◆ JOBS:
1/ In the W8 forum thread, can you rewrite the passage that begins at the words "## Baltimoron (Oct" and stops after "use in my W8?", putting "small group" in place of "handful"?
2/ In the W8 forum thread, what oil does the factory recommend?
3/ Can you continue the W8 forum thread from the point where it stops?

◆ SUPPLIED TEXT:
# Official W8 FAQ/DIY



## Baltimoron (Oct 10, 2001)

Yeah there may only be a handful of us but I think we need something like this. Post up some helpful info.
To get started... What kind of oil should I use in my W8?
What was the W8 engine available in?-2002 and newer B5.5 Passat Sedans and Variants. Available in 5spd Tiptronic AT or 6Spd manual transmissions. 
What is 4motion?-4Motion is a Torsen based AWD system. It has a torque sensing mechanical center differential that sends up to 60%power to either axle and can send power to each of the four corners as grip is lost or becomes available. 
This is just a start, however I'd like to see this grow


----------



## VWGUY4EVER (Nov 17, 2000)

*Re: Official W8 FAQ/DIY (CoolWhiteWolfsburg)*

1. Factory recommendation is synthetic 5w40.
2. The W8 became available in 2002 with Tiptronic only. The 6 speed became available in 2003 with mandatory Sport Package (17" wheels,stiffer shocks). The Sport Package is also a $1500 stand-alone option on Tip models.

◆ DATA SHOWN:

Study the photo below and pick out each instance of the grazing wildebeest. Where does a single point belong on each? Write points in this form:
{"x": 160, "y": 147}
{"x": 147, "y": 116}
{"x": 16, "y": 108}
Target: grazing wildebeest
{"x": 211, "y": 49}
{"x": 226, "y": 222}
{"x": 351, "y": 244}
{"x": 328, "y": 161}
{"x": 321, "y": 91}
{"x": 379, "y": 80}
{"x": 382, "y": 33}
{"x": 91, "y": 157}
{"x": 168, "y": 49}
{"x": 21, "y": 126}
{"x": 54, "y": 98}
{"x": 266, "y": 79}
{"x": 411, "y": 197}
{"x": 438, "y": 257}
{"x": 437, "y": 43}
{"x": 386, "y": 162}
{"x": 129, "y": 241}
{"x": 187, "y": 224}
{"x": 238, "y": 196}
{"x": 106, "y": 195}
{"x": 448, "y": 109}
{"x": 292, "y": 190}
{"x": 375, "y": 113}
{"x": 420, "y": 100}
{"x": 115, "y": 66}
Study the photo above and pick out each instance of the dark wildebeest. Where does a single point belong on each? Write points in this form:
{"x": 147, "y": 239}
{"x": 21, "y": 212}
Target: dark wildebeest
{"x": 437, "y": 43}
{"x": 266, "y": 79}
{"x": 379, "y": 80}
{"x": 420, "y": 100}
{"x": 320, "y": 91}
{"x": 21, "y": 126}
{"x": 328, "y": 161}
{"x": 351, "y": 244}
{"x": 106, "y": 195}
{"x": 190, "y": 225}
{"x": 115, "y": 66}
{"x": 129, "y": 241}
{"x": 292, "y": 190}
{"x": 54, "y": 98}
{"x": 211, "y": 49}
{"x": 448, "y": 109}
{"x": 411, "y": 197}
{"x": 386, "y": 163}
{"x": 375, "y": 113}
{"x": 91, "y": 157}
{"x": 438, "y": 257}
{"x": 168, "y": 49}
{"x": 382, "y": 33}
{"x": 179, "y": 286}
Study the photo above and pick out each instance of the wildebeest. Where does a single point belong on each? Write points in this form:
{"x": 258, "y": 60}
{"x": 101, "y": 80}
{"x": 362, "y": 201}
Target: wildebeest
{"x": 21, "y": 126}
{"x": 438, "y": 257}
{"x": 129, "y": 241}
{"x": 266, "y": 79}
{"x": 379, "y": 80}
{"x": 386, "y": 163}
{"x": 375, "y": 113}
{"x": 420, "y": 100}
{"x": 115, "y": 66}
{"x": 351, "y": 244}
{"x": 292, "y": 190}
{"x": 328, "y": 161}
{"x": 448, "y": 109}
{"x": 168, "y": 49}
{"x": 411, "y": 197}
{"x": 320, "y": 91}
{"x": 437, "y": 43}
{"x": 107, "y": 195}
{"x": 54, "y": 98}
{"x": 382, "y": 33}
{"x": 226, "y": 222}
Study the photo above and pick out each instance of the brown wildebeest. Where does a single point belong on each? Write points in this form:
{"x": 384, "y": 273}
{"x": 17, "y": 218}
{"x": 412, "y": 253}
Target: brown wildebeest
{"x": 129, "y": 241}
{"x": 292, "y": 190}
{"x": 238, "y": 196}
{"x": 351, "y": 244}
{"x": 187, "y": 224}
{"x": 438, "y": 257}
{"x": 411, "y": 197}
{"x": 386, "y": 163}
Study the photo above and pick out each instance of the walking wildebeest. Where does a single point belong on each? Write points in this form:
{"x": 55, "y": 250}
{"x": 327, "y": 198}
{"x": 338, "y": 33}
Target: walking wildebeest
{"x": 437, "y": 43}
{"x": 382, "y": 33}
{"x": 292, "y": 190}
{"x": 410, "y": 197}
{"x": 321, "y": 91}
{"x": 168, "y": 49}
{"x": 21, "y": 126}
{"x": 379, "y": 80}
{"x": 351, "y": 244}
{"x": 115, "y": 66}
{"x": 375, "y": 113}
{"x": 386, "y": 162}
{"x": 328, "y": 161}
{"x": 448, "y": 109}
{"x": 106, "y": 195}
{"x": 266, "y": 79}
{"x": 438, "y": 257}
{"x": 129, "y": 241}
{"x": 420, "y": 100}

◆ RESULTS OF THE EXERCISE:
1/
## Baltimoron (Oct 10, 2001)

Yeah there may only be a small group of us but I think we need something like this. Post up some helpful info.
To get started... What kind of oil should I use in my W8?

2/ Synthetic 5w40.

3/
3. 4MOTION is basically VW's name for the AWD system which is basically Audi's Quattro system - Torsen. Normal torque split is (I believe) 50/50 and can vary upto 70/30 to either axle.


----------



## Maurizio (Jul 15, 2004)

I have an '03 W8 Variant with Sports Package. The 17" BBS wheels are nice, but the OEM pads create a cleaning nightmare.
I replaced the OEM air filter with a K&N drop in filter. And, I replaced the 2 rear mufflers with Edelbrock RPM series 5550 ceramic packed stainless straightthru's. The performance and mileage difference (21-28) is stunning, to say nothing of the great sound.
Preferring floor jacks, I installed the Audi jack pads. I also talked directly with Da'Lan about a rear hitch. The assured me the Audi AllRoad hitch was a perfect match. It isn't. But, I got it on there anyway, and since the 4 Motion restricts trailer weight to something negligible anyway, I'm not worried. Mainly I use it with a flat aluminum luggage carrier so my dog has the run of the inside.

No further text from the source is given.